[SOLVED] The differences between gawk and mawk (column width)

The differences between gawk and mawk (column width)

I have a file:

To jest długi string z wieloma polskimi literami ąółżęś kodowany w UTF8, 
żeby 
było śmieszniej, haha.
ą
a

Example gawk:

gawk '{printf "%-80s %-s\n", $0, length}' file

In gawk, I get the correct result:

To jest długi string z wieloma polskimi literami ąółżęś kodowany w UTF8,         73
żeby                                                                             5
było śmieszniej, haha.                                                           22
ą                                                                                1
a                                                                                1

In gawk, I get the correct result:

Example mawk:

mawk '{printf "%-80s %-s\n", $0, length}' file
To jest długi string z wieloma polskimi literami ąółżęś kodowany w UTF8,  80
żeby                                                                            6
było śmieszniej, haha.                                                         24
ą                                                                               2
a                                                                                1

In mawk, I get the incorrect result:

As mawk get the same result as gawk?

Solution

mawk is a minimal-featured awk designed for speed of execution over functionality. You should not expect it to behave exactly the same as gawk or a POSIX awk. If you're going to use mawk, you need to get a mawk manual describing how IT behaves, don't rely on any other documentation describing how other awks behave.

IMHO there is no correct result for the formatting string %-s as it is meaningless to align a string without specifying a width within which to align it. There's also different interpretations of what length means on it's own - it could be short-hand for length($0) or it could be something else in a non-POSIX awk, there might not even be a length function in some non-POSIX awk and so it might take that as an undefined variable name. How does any given awk handle non-English characters?

As I said - if you're going to use a non-POSIX awk, you need to check the manual for THAT awk for all of the gory details...

* [PROVIDED INFORMATION]:
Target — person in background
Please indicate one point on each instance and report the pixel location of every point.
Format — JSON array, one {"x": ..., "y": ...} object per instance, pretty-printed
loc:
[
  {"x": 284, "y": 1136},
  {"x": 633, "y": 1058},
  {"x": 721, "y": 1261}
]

* [CHALLENGE A]: In the gawk and mawk thread, what does the solution say mawk is designed for?
* [CHALLENGE B]: Print everything in the gawk and mawk thread from "mawk is a minimal-featured" down to "other awks behave.".

* [CORRECT ANSWER A]: Speed of execution over functionality.

* [CORRECT ANSWER B]:
mawk is a minimal-featured awk designed for speed of execution over functionality. You should not expect it to behave exactly the same as gawk or a POSIX awk. If you're going to use mawk, you need to get a mawk manual describing how IT behaves, don't rely on any other documentation describing how other awks behave.